> [STORED ROWS]:
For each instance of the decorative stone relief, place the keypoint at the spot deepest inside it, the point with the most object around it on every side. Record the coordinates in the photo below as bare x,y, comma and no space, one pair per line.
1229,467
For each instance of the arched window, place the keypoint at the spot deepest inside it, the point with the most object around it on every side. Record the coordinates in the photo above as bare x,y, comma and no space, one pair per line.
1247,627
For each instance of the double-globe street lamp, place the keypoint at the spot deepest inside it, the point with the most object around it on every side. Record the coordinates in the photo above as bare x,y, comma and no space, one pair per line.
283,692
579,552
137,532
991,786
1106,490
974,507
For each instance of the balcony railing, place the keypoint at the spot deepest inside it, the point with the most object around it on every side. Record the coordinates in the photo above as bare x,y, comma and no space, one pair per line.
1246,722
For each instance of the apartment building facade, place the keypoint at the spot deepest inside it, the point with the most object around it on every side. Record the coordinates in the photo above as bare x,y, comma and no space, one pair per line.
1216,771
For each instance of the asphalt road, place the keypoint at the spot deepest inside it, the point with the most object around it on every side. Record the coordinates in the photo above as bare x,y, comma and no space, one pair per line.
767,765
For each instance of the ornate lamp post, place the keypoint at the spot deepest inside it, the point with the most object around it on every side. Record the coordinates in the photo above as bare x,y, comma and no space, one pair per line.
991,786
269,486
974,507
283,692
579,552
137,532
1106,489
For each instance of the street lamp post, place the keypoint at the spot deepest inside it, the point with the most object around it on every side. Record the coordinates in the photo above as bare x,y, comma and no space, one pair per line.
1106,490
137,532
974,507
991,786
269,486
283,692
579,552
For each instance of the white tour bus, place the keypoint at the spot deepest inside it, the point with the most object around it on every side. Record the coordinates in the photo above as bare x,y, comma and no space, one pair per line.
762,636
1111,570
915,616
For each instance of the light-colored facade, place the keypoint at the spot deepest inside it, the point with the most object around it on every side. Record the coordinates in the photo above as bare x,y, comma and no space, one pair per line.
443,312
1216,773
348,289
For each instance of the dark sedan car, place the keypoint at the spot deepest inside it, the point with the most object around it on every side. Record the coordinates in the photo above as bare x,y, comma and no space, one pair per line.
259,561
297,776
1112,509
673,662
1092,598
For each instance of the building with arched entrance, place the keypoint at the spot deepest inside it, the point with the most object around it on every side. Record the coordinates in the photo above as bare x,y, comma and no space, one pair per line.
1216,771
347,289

> [OBJECTIVE]:
Lay out the stretch from the line containing "For each instance of the building" through the end of the records as a Markdown table with columns named Row and Line. Give each line its row number and omit blank lines.

> [FINISHED EXERCISE]:
| Row | Line |
|---|---|
| 1 | For each instance of the building with arched entrance, place the keypoint at the spot deepest inside it, the point with the most object around it on every side. Record the coordinates in the photo above as bare x,y, comma and no space, one pair per line. |
| 2 | 1216,771 |
| 3 | 347,289 |